[ACTION ITEM] The listing that follows should be duplicated character for character.

[EXERCISE MATERIALS]
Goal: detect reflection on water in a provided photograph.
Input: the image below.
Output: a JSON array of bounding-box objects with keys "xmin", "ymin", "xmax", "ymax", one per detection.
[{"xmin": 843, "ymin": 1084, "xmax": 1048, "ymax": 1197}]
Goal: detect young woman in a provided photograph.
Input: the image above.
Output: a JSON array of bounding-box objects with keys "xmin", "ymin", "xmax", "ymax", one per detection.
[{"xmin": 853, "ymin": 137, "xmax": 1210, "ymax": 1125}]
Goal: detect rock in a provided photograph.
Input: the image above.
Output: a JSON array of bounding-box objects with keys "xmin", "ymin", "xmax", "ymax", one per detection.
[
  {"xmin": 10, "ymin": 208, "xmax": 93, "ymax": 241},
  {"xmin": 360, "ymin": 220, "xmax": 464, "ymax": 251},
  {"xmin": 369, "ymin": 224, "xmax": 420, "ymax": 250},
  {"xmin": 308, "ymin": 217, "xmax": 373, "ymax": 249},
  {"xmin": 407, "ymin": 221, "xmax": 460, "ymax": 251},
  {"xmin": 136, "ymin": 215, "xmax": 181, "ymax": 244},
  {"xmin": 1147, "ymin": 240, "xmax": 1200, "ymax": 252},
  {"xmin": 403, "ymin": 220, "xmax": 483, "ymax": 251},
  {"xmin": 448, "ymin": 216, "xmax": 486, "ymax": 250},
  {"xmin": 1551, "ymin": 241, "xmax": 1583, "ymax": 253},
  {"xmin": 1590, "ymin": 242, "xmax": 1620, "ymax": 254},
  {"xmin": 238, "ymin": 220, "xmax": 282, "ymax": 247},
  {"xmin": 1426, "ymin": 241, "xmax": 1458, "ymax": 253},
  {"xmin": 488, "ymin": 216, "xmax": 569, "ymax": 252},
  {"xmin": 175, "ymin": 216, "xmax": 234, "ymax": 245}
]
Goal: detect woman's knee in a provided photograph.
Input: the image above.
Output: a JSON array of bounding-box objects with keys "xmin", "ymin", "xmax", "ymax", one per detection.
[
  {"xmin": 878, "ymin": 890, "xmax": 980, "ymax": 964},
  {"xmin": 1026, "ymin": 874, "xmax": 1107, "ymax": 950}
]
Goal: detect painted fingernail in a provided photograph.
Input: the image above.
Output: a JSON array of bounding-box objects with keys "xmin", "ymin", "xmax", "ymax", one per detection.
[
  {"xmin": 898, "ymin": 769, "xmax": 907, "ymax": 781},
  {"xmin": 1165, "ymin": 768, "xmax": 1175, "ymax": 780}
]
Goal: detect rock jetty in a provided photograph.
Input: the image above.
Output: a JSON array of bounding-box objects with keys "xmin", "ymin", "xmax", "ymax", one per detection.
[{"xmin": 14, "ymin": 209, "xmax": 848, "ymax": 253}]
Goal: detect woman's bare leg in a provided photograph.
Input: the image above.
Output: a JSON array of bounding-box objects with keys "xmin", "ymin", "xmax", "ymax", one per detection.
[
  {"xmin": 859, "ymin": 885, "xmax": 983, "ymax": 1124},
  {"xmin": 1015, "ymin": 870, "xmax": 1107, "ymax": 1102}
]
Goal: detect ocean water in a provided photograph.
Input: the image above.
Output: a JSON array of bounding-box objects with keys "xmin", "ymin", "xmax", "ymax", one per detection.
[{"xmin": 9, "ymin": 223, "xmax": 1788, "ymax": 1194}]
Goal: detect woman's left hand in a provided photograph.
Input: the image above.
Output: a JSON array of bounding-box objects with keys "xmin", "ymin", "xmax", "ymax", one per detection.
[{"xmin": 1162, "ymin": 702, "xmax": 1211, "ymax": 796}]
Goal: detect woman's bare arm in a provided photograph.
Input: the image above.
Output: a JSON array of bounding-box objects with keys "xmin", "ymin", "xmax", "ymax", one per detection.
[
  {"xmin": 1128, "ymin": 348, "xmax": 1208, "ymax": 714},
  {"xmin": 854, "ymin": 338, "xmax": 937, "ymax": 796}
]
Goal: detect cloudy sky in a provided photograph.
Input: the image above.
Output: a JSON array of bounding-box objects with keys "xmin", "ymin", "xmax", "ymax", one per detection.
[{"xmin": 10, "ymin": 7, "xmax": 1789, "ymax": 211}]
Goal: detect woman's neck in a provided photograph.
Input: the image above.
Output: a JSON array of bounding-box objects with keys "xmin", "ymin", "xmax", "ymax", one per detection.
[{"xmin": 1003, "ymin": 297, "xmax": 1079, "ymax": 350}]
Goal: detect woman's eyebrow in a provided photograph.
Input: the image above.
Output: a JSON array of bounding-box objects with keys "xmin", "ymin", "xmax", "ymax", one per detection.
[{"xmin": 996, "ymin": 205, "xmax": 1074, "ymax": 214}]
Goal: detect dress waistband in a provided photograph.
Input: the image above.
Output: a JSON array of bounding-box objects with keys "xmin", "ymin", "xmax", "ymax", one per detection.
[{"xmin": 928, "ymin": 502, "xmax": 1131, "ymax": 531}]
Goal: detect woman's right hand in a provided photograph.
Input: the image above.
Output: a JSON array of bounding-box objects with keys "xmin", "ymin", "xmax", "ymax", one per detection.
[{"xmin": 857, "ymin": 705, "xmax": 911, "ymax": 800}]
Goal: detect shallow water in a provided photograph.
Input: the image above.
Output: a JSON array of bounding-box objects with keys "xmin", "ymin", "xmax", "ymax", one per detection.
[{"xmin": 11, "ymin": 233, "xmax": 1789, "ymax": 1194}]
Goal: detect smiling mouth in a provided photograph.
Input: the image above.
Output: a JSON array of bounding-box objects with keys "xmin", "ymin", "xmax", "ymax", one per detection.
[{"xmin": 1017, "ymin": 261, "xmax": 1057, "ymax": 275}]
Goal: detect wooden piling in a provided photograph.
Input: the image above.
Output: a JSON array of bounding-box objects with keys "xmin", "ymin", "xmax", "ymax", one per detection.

[WRITTEN SOLUTION]
Goal: detect reflection on water in a provided photograph.
Input: the image below.
Output: a JSON array of bounding-box objects with keys "xmin", "ymin", "xmax", "ymax", one per detection.
[{"xmin": 843, "ymin": 1084, "xmax": 1048, "ymax": 1197}]
Goal: detect young woman in a provided photograph.
Input: the image above.
Output: a JSON array of bounding-box objects with keys "xmin", "ymin", "xmax", "ymax", one per detection.
[{"xmin": 853, "ymin": 137, "xmax": 1210, "ymax": 1125}]
Goal: detect rock in a provided photograph.
Input: the image above.
Output: a JSON array of bounding-box objects with keys "xmin", "ymin", "xmax", "ymax", one per detection.
[
  {"xmin": 10, "ymin": 208, "xmax": 93, "ymax": 241},
  {"xmin": 360, "ymin": 220, "xmax": 464, "ymax": 251},
  {"xmin": 369, "ymin": 224, "xmax": 420, "ymax": 250},
  {"xmin": 308, "ymin": 217, "xmax": 373, "ymax": 249},
  {"xmin": 407, "ymin": 221, "xmax": 460, "ymax": 251},
  {"xmin": 136, "ymin": 215, "xmax": 181, "ymax": 244},
  {"xmin": 1147, "ymin": 240, "xmax": 1200, "ymax": 252},
  {"xmin": 403, "ymin": 220, "xmax": 483, "ymax": 251},
  {"xmin": 448, "ymin": 216, "xmax": 486, "ymax": 250},
  {"xmin": 1551, "ymin": 241, "xmax": 1583, "ymax": 253},
  {"xmin": 1590, "ymin": 242, "xmax": 1620, "ymax": 254},
  {"xmin": 238, "ymin": 220, "xmax": 282, "ymax": 247},
  {"xmin": 1426, "ymin": 241, "xmax": 1458, "ymax": 253},
  {"xmin": 488, "ymin": 216, "xmax": 569, "ymax": 252},
  {"xmin": 175, "ymin": 216, "xmax": 234, "ymax": 245}
]
Goal: detect woman's knee in a provided photograph.
Input: the image above.
Output: a JSON array of bounding-box objects with keys "xmin", "ymin", "xmax", "ymax", one per detection.
[
  {"xmin": 878, "ymin": 890, "xmax": 980, "ymax": 964},
  {"xmin": 1026, "ymin": 874, "xmax": 1107, "ymax": 950}
]
Goal: detect painted fingernail in a provided photograph.
Input: the image above.
Output: a JSON array of bounding-box objects with keys "xmin", "ymin", "xmax", "ymax", one per detection.
[
  {"xmin": 898, "ymin": 769, "xmax": 907, "ymax": 781},
  {"xmin": 1165, "ymin": 768, "xmax": 1175, "ymax": 780}
]
Goal: detect rock jetty in a provided photograph.
Input: the image above.
Output: a JSON array of bounding-box objects with keys "xmin", "ymin", "xmax", "ymax", one per detection.
[{"xmin": 14, "ymin": 209, "xmax": 848, "ymax": 253}]
Goal: detect woman's bare leg in a provided photograph.
Input: the image above.
Output: a JSON array of bounding-box objects with keys "xmin", "ymin", "xmax", "ymax", one per detection.
[
  {"xmin": 859, "ymin": 885, "xmax": 983, "ymax": 1124},
  {"xmin": 1015, "ymin": 870, "xmax": 1107, "ymax": 1102}
]
Goal: detect ocean water in a provided photograph.
Input: the image above.
Output: a JSON array of bounding-box objects with keys "xmin", "ymin", "xmax", "ymax", one per detection.
[{"xmin": 9, "ymin": 223, "xmax": 1788, "ymax": 1194}]
Goal: detect woman's left hand in a provided photograph.
Input: the image above.
Output: a JSON array of bounding-box objects with keys "xmin", "ymin", "xmax", "ymax", one per detection.
[{"xmin": 1162, "ymin": 702, "xmax": 1211, "ymax": 796}]
Goal: detect woman's bare arm in a provided photograph.
Input: the image above.
Output: a JSON array of bounding-box objects with keys "xmin", "ymin", "xmax", "ymax", one per detection.
[
  {"xmin": 1128, "ymin": 348, "xmax": 1208, "ymax": 714},
  {"xmin": 854, "ymin": 338, "xmax": 937, "ymax": 796}
]
Goal: detect cloudy sky in a provided photograph.
Input: the image above.
Output: a JSON array of bounding-box objects with keys "xmin", "ymin", "xmax", "ymax", one per detection.
[{"xmin": 10, "ymin": 7, "xmax": 1789, "ymax": 211}]
Goal: detect woman's neck in a provided photograph.
Input: the image above.
Output: a JSON array of bounding-box objects with keys "xmin", "ymin", "xmax", "ymax", one per detection.
[{"xmin": 1003, "ymin": 297, "xmax": 1079, "ymax": 350}]
Goal: detect woman's eyebrow in a provided photograph.
Input: the image above.
Output: a JSON array of bounding-box objects with keys "xmin", "ymin", "xmax", "ymax", one per detection.
[{"xmin": 996, "ymin": 205, "xmax": 1074, "ymax": 214}]
Goal: detect dress waistband in a provided photograph.
Input: the image above.
Output: a JSON array of bounding-box objects with keys "xmin", "ymin", "xmax", "ymax", one per detection.
[{"xmin": 928, "ymin": 502, "xmax": 1131, "ymax": 531}]
Goal: detect woman's right hand in a provided photograph.
Input: the image above.
Output: a JSON array of bounding-box objects with keys "xmin", "ymin", "xmax", "ymax", one per detection.
[{"xmin": 857, "ymin": 705, "xmax": 911, "ymax": 800}]
Goal: detect shallow water in a provided photograph.
Input: the image above.
Output: a JSON array of bounding-box objects with keys "xmin", "ymin", "xmax", "ymax", one per detection.
[{"xmin": 11, "ymin": 233, "xmax": 1789, "ymax": 1194}]
Goal: detect smiling mouth in a provided photograph.
Input: the image above.
Output: a JSON array of bounding-box objects with keys "xmin", "ymin", "xmax", "ymax", one per detection.
[{"xmin": 1017, "ymin": 261, "xmax": 1057, "ymax": 275}]
Goal: detect wooden piling in a provided photograph.
Input: the image above.
Output: a JSON array of bounding-box objects with keys "xmin", "ymin", "xmax", "ymax", one per detection.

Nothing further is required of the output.